## REQUIRED WORK
• A. According to the article on AbbVie and Johnson & Johnson as dividend stocks, how many consecutive years of dividend increases has AbbVie had?
• B. Carry on the article about AbbVie and Johnson & Johnson as dividend stocks, picking up after its final sentence.

**** DOCUMENT PASSAGE

When evaluating dividend-paying stocks, it's important to consider the company's overall business prospects and the dividend growth record. It's a lot more fun watching share price increases while accumulating growing dividend payouts than falling for unsustainably high dividend yields and watching your investment drop.

That's why I like rock-solid companies like AbbVie (NYSE:ABBV) and Johnson & Johnson (NYSE:JNJ) for investors looking for dividends. Both companies have great businesses well positioned for the future, and it is highly unlikely either will have problems paying its dividends. Let's look at each business more closely.

Reasons to be in AbbVie: valuation and dividend yield

There's a lot to like about pharmaceutical firm AbbVie's 4.8% dividend. The company has had 48 consecutive years of dividend increases and a three-year dividend growth rate of 22.6%.

AbbVie's stock price has been held back due to future uncertainty about losing exclusivity on its blockbuster immunology drug Humira in 2023. But that eventuality is being outweighed by good news on several fronts, as the company is filling its pipeline with promising new treatments.

On June 10, AbbVie announced a collaboration deal with Danish company Genmab. The companies will collaborate on three anticancer antibodies that will ultimately allow the delivery of a therapeutic toxin directly to cancer cells while sparing normal, healthy cells. AbbVie is paying $750 million up front and up to $3.15 billion later, if the development programs succeed.

AbbVie acquired fellow drugmaker Allergan in a deal that closed in May, which bolstered AbbVie's offerings with lucrative treatments such as Botox. While Botox is well known as a cosmetic procedure drug, it is also useful in treating a variety of medical conditions. 

On July 9, Allergan announced that the U.S. Food and Drug Administration (FDA) had approved a supplemental Biologics License Application (sBLA) that supports expanded use of Botox for the treatment of spasticity in pediatric patients, including those with lower limb spasticity caused by cerebral palsy.

********
**** DATA FOR ANALYSIS

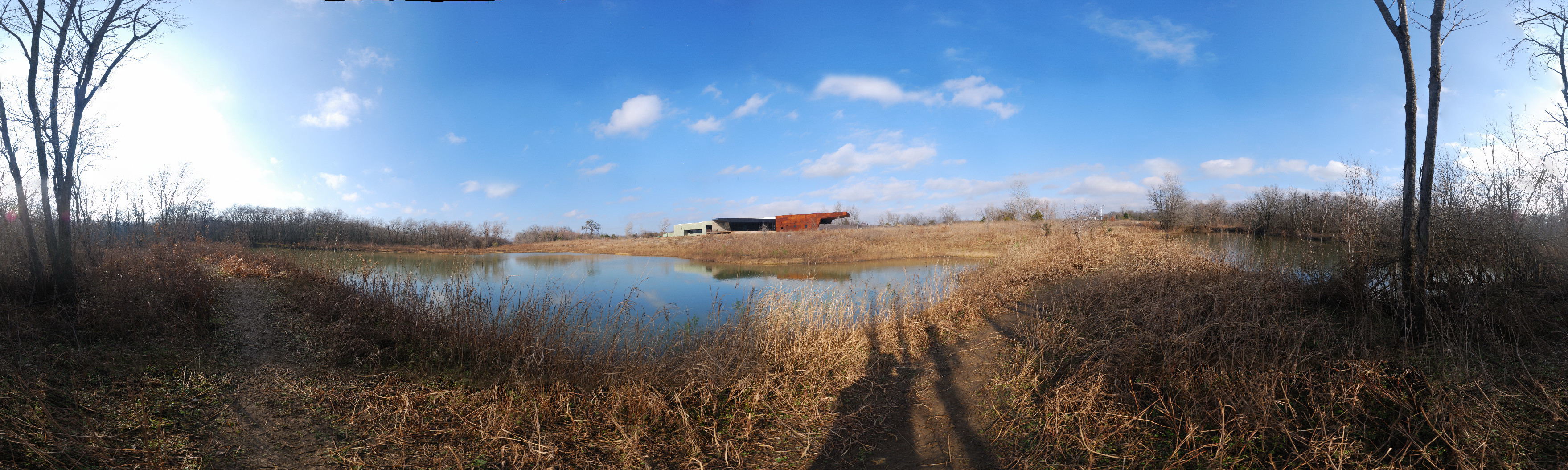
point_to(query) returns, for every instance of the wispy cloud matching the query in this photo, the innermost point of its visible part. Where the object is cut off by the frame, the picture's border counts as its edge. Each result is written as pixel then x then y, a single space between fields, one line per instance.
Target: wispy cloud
pixel 363 58
pixel 333 181
pixel 871 88
pixel 739 170
pixel 706 124
pixel 335 109
pixel 1158 38
pixel 1101 185
pixel 491 190
pixel 887 151
pixel 753 104
pixel 596 170
pixel 971 91
pixel 634 118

********

## RESULTS
• A. 48 consecutive years.

• B.
Patient receiving an injection from a doctor

Image source: Getty Images.

Other, newer drugs in AbbVie's arsenal that Wall Street is optimistic about include Skyrizi and Rinvoq. Analysts expect Skyrizi, which treats psoriasis and other autoimmune disorders, to grow annual sales from about $1 billion to $4.4 billion by 2025. Rinvoq, which treats arthritis and eczema, is expected to grow from a few hundred million a year now to $3.7 billion in 2025.

AbbVie has built a substantial oncology franchise with Imbruvica and Venclexta, which generated combined revenues of nearly $5.5 billion in 2019. Strong double-digit growth is expected in 2020.

AbbVie's price-to-earnings ratio is 17, well below the industry average P/E of 34, and its price/earnings-to-growth ratio is 0.66, indicating that AbbVie shares are undervalued.

Besides the company's growing dividend, strong demand trends for Humira in the United States, an impressive portfolio of new drugs, and continued strong sales performance of Imbruvica and Venclexta are some solid reasons to own the stock.

Johnson & Johnson: Great dividend growth rolls into the future

In April, Johnson & Johnson increased its dividend for the 58th consecutive year, this time by 6.3%. Its dividend now stands at 2.7% and will probably continue to increase yearly based on the company's business outlook.

On July 17, Johnson & Johnson posted second-quarter results, widely expected to be the most brutal of 2020. The company ended up beating estimates for both earnings and sales and raised its adjusted earnings and sales outlook for 2020.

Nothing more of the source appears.